Aim of the exercise: Please copy out, word for word, the lines between the one holding "Your task is to find every instance of river and" and the one holding "[0,0,318,137]", inclusive.

··· Supplied material ···

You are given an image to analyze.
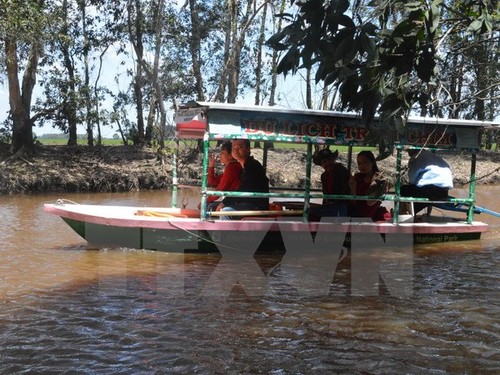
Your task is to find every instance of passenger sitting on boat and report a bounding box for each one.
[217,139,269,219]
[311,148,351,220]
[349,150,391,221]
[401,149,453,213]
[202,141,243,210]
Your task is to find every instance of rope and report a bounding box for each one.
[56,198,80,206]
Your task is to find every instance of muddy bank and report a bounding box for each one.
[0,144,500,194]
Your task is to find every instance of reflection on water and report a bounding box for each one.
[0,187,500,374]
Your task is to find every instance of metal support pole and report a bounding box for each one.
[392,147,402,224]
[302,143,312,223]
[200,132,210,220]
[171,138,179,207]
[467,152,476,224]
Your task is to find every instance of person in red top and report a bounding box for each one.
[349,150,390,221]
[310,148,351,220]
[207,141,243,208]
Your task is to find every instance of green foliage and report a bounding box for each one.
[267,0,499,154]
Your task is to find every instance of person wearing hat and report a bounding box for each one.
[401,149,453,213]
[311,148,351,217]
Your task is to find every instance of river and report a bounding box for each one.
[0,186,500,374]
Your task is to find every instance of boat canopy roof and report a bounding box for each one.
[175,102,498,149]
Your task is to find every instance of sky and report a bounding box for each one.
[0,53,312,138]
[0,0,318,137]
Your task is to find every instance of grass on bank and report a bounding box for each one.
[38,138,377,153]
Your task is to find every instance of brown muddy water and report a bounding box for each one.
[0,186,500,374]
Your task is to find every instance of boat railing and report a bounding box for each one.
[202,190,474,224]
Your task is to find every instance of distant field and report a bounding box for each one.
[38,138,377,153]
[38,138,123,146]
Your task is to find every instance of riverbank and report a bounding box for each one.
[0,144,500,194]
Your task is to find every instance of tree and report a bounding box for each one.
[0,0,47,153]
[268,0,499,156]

···
··· Supplied material ···

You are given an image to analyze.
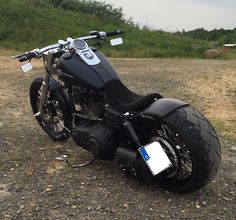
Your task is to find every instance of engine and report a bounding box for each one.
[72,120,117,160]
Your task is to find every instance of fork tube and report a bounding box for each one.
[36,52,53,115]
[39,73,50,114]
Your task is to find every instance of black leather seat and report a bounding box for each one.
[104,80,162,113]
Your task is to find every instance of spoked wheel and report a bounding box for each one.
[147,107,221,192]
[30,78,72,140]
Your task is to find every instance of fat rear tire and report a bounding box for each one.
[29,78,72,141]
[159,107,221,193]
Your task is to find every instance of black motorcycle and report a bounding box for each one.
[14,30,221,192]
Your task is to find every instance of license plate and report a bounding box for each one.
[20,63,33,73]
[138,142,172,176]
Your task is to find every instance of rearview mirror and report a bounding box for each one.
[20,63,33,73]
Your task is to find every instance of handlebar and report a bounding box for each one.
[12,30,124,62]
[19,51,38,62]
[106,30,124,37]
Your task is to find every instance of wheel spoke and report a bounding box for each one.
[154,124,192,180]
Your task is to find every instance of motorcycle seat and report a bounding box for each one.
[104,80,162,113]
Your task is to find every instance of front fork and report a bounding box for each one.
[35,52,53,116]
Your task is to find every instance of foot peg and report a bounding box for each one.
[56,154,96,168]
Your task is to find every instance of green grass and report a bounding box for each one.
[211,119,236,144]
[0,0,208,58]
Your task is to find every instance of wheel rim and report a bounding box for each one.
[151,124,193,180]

···

Response to the task:
Your task is to find every instance of river and report a bounding box for each one.
[0,186,500,374]
Your task is to find every instance of boat canopy roof and report a bounding box for each one.
[175,102,498,149]
Your task is to find every instance of sky and report a bounding box for each one.
[0,53,312,138]
[0,0,318,137]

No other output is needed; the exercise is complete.